Aim of the task: Convert all the rows below into a numbered list with one line per item, leaving out any blank lines.

* START Data to use *

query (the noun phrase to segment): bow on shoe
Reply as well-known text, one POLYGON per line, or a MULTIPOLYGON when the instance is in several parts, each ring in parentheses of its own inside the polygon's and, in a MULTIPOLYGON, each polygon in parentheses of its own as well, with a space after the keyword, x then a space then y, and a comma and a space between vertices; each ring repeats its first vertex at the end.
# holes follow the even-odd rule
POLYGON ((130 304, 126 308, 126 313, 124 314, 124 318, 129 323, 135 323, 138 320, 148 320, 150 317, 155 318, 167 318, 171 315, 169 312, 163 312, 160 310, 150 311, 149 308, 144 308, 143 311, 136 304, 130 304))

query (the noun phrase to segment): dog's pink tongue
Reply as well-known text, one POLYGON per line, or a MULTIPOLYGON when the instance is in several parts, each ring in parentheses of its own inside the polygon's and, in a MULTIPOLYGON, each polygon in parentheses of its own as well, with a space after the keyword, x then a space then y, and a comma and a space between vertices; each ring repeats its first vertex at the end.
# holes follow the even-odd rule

* END Data to use *

Worked answer:
1. query (the noun phrase to segment): bow on shoe
2. Reply as well-known text, one POLYGON per line, or a MULTIPOLYGON when the instance is in several parts, each ring in parentheses of its own inside the polygon's and, in a MULTIPOLYGON, each polygon in parentheses of its own as well, with a space after the keyword, x then a space then y, and a comma and a space between vertices; each ring repeats its first vertex at the end.
3. # holes follow the even-odd rule
4. POLYGON ((130 304, 126 308, 126 313, 124 314, 124 318, 129 323, 135 323, 138 320, 148 320, 150 317, 155 318, 167 318, 171 315, 169 312, 163 312, 160 310, 150 311, 149 308, 144 308, 143 311, 136 304, 130 304))
5. query (the noun phrase to segment): dog's pink tongue
6. Reply as well-known text, one POLYGON per line, or a MULTIPOLYGON when the instance is in several parts, each ring in parentheses of its own inside the polygon's and, in a MULTIPOLYGON, each polygon in parentheses of its own as well, with a space after the keyword, x then a space then y, and a comma and a space between vertices; each ring repeats its first vertex at the end.
7. # holes follow the even-odd rule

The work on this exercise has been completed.